Pick out every line of the items below that contains the string "green", and copy each one. Matching is case-sensitive.

** START Data lines **

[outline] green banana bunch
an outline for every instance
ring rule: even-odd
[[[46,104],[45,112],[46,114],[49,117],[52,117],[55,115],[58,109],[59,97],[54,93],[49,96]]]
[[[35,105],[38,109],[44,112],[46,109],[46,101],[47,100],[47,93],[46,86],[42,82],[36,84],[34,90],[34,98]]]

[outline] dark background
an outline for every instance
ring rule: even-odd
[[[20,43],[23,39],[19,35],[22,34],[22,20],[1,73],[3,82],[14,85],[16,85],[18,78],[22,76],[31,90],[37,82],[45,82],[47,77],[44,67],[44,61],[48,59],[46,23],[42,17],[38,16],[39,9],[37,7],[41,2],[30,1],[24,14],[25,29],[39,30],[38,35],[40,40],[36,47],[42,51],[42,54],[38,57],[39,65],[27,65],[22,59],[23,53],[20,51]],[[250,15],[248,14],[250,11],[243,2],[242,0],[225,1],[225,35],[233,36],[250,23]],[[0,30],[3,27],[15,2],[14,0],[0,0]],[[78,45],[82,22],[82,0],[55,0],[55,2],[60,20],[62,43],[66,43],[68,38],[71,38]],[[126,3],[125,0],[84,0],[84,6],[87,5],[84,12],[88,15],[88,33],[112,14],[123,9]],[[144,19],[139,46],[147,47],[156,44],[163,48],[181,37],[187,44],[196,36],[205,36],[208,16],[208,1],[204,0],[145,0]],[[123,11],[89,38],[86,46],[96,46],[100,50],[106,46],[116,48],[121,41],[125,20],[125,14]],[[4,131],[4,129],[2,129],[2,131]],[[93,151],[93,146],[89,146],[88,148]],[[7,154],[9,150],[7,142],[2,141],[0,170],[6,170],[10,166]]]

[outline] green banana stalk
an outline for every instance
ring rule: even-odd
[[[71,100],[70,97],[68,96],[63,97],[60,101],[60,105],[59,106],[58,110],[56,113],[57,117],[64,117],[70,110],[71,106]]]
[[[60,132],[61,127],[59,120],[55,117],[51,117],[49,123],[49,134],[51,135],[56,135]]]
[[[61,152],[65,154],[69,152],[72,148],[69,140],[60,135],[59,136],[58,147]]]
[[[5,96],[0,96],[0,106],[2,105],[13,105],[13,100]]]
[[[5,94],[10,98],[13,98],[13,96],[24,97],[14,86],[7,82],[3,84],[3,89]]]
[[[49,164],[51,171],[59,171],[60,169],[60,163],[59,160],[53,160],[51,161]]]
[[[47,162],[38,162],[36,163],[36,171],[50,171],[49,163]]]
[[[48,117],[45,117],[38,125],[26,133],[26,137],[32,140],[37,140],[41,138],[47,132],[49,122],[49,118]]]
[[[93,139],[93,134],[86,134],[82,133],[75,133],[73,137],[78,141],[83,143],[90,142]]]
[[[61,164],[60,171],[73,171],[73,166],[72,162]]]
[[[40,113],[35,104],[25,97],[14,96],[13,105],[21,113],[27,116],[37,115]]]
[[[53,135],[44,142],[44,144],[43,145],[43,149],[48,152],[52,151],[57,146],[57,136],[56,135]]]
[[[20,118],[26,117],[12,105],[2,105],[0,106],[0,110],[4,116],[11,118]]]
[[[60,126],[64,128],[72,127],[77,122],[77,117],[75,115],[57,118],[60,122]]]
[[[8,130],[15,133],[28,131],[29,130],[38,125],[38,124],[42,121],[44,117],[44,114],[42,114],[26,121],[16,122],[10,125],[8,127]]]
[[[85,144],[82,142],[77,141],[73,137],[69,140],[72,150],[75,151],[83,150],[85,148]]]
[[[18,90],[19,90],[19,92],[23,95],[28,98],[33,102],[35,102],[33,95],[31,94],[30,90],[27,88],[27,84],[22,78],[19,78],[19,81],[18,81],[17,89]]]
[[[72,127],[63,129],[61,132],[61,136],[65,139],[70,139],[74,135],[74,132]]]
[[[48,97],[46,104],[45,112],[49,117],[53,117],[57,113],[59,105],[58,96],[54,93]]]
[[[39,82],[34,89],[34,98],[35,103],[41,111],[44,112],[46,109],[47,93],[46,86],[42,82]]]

** END Data lines **

Answer in full ->
[outline] green banana bunch
[outline] green banana stalk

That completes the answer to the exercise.